▸ Directive: Please scale the coordinates in the answers of all the records below by 1.95, rounding each to a whole number with halves going up, and write every line out again with the requests kept as they are. Leave the pictures out of your answer.

Extracted data entries:
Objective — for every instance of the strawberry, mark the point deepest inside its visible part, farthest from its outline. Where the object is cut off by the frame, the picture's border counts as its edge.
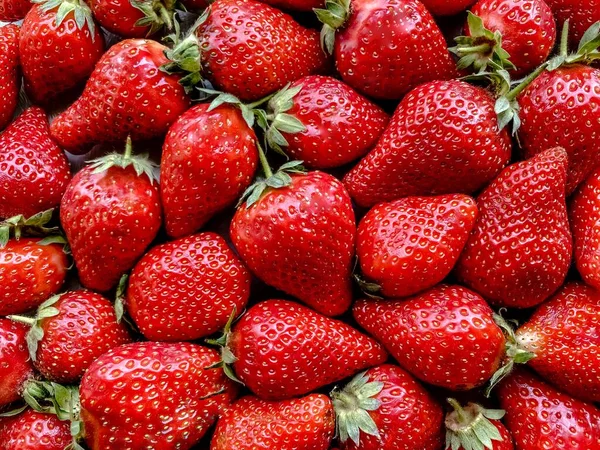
(323, 122)
(15, 365)
(520, 249)
(384, 48)
(209, 159)
(149, 99)
(421, 334)
(305, 350)
(443, 138)
(34, 171)
(385, 408)
(152, 395)
(69, 332)
(110, 213)
(10, 82)
(305, 423)
(412, 244)
(539, 417)
(203, 280)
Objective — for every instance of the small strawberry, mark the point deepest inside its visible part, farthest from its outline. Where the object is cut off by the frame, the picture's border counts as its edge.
(34, 171)
(305, 423)
(110, 213)
(520, 250)
(412, 244)
(209, 159)
(305, 350)
(444, 138)
(421, 333)
(384, 48)
(69, 332)
(187, 289)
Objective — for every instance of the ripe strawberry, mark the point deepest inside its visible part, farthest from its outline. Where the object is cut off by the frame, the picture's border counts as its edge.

▸ In response:
Objective — for every instance of the strawberry, mark the point deepest inside its visible part, farthest from its outline. Where the object is cut off by the frame, the picture's border counts as its edge.
(630, 238)
(29, 712)
(1014, 486)
(749, 94)
(408, 310)
(291, 193)
(821, 651)
(595, 683)
(864, 269)
(66, 333)
(751, 796)
(296, 770)
(135, 647)
(215, 415)
(20, 160)
(595, 825)
(803, 476)
(1051, 813)
(396, 546)
Objective — for every instance of the small strawberry, mark the point deepest inside its visible part, farthest from its outline. Where the object is cut off by the frame, the picture's border counts as its edge.
(66, 333)
(595, 825)
(215, 415)
(1014, 488)
(803, 476)
(408, 310)
(595, 683)
(866, 269)
(821, 649)
(749, 94)
(135, 647)
(365, 564)
Objective — for every instance of the ripe strawberry, mark the point deepest inside its visible part, farthest from its outline. Where the object is cut off by the frame, the picture's border counts as its edge.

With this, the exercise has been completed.